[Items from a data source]

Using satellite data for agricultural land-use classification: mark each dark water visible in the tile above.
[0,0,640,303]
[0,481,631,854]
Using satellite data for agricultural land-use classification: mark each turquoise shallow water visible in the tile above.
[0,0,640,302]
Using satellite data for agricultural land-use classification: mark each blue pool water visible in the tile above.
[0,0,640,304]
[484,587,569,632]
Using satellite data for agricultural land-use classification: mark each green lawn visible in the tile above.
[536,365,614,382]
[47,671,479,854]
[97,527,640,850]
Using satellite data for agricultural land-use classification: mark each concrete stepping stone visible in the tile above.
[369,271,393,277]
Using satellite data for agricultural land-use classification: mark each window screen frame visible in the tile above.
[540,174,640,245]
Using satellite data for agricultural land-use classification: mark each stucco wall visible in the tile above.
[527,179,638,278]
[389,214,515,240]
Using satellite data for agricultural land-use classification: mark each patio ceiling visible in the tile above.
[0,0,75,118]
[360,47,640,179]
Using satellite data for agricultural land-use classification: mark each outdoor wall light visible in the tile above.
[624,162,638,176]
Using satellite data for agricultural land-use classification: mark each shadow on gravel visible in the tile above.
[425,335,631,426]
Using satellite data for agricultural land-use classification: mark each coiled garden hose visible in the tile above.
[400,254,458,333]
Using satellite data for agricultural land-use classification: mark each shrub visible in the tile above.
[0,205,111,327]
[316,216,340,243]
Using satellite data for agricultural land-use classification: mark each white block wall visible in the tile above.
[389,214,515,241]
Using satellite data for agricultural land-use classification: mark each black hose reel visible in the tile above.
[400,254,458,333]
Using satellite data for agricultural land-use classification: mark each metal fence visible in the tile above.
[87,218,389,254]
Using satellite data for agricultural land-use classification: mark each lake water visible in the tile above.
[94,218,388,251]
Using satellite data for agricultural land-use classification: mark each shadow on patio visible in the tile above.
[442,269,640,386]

Exercise prompt: Could you reproduce every line of the listing above word for word?

Solution for this exercise:
Using satellite data for agricultural land-use classification: mark each dark water visible in the tile above.
[0,0,640,303]
[0,481,631,854]
Using satellite data for agricultural land-use classification: mark each turquoise shallow water visible in the tile above.
[0,0,640,302]
Using satellite data for agricultural land-use classification: mark each blue pool water visible in the tile above.
[0,0,640,304]
[484,587,569,632]
Using satellite data for agricultural land-use classification: mark each green lawn visible in the tile above.
[536,365,614,382]
[47,671,479,854]
[97,527,640,850]
Using satellite data for agricultural land-use classification: mark each concrete stepping stone visible in the tile above.
[369,271,393,277]
Using satellite data for agricultural land-use classification: mark each window screen frame visible in the tile above.
[540,174,640,245]
Using satellite data for agricultural land-use classification: mark each stucco wall visible in the tile above.
[527,179,638,278]
[389,214,515,240]
Using satellite data for agricultural land-use classification: mark each patio ceiling visible in the tile above.
[0,0,75,118]
[360,47,640,179]
Using satellite data for agricultural land-use classification: mark each outdoor wall light visible in the tile above.
[624,162,638,176]
Using satellite data for agricultural land-use classification: mark each shadow on gravel visible in the tile above.
[425,335,631,426]
Using satellite data for agricultural land-use classification: mark each coiled garden hose visible in the tile above.
[400,254,458,333]
Using satellite data for agricultural land-use classification: mark each shrub visible in the tile above.
[0,205,111,327]
[316,216,340,243]
Using satellite data for agricultural land-use classification: mark each white block wall visible in the tile above.
[389,214,515,241]
Using satellite data for agricultural land-use classification: mark each black hose reel visible in the tile above.
[400,254,458,333]
Using satellite data for agricultural land-use classification: mark each metal fence visible in the tile above.
[87,218,389,254]
Using satellite data for agricultural land-use classification: mark each lake water visible in the tile above.
[94,218,388,251]
Using satellite data for agricultural land-use classification: mark each shadow on patio visible in the tile above.
[442,269,640,386]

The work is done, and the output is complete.